# [Exercise instructions]
Please continue the passage on human stature and space travel, picking up after its last sentence.
╭─ Provided passage
A thought has occurred to me and I would like to know if any other readers have views as to its cogency.
Galton tells us that one of the worthy qualities in man is "fine stature".
We now live in a world in which man has begun the first tentative steps of his expansion into space. The MIR space station has proved that we can already sustain human life in space for long periods. When one considers where we were seventy years ago, one can only hope to guess where we will be five hundred years from now.
The practical implications of putting men in space are many, the cost of such operations is astronomical (no pun intended), and the size of the new frontiersfolk is an important factor. Smaller people need less food, less oxygen and produce correspondingly less waste of all types. Another important factor is that they need less big constructions around them. Ceilings can be lower, bunk space less, doorways, airlocks etc. If the whole thing has to be scaled up to accommodate six footers, the economics not just of constructing, but of launching the increased payload must increase as well. Moreover, sustaining an environment is not a science that has yet been perfected. Perhaps, if there are to be finely balanced ecosystems, it will be more viable for those who naturally consume and excrete less.
╰─
╭─ Data for analysis
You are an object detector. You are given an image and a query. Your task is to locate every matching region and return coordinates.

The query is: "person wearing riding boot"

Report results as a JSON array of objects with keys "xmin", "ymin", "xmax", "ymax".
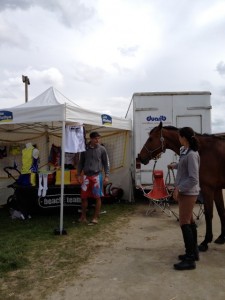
[{"xmin": 168, "ymin": 127, "xmax": 200, "ymax": 270}]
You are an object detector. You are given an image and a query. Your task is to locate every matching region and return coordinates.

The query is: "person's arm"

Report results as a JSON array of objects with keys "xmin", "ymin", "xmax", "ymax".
[{"xmin": 77, "ymin": 152, "xmax": 85, "ymax": 183}]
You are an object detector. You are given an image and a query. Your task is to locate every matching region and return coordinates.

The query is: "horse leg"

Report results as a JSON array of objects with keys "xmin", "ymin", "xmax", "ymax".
[
  {"xmin": 214, "ymin": 190, "xmax": 225, "ymax": 244},
  {"xmin": 198, "ymin": 187, "xmax": 214, "ymax": 252}
]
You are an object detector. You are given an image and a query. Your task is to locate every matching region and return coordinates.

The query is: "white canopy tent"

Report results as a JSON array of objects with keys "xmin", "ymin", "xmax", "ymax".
[{"xmin": 0, "ymin": 87, "xmax": 131, "ymax": 234}]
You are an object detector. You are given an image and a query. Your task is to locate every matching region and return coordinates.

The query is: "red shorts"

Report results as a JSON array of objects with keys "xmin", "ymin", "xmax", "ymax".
[{"xmin": 81, "ymin": 174, "xmax": 104, "ymax": 199}]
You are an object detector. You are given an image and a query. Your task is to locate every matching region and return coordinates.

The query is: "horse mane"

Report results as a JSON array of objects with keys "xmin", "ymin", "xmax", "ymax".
[{"xmin": 163, "ymin": 125, "xmax": 225, "ymax": 140}]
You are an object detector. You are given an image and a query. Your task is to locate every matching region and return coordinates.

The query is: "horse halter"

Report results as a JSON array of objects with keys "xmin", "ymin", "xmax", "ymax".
[{"xmin": 144, "ymin": 128, "xmax": 166, "ymax": 159}]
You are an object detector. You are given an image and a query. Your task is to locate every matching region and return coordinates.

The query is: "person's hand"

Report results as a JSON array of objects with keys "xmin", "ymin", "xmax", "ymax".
[
  {"xmin": 173, "ymin": 187, "xmax": 179, "ymax": 201},
  {"xmin": 104, "ymin": 176, "xmax": 109, "ymax": 184}
]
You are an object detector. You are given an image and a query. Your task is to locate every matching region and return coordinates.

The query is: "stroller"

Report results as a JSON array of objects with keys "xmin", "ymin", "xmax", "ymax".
[{"xmin": 3, "ymin": 165, "xmax": 31, "ymax": 220}]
╰─
# [Result]
Imagine a future five hundred years from now in which human activity has continued to produce chemical pollution and low level radiation emissions, combined with a couple of small scale nuclear confrontations. The damage to the gene pool would be untold. Those wishing to escape ravaged mother earth must of course undergo a screening program. Anyone with a more than 1% chance of having children whose adult height will be more than 1.5Gglus (Global government length units) need not apply for selection.
The point is that the new frontiersfolk will have to use every scientific expertise available in order to maximise their chance of successfully surviving. Genetics will be a part of that. Those selected to colonise space may not be what Galton would have considered the finest. The Japanese have an advanced space program and as well as being the richest per capita nation on the planet are not renowned for their large physical size; they might be a race worth keeping an eye on.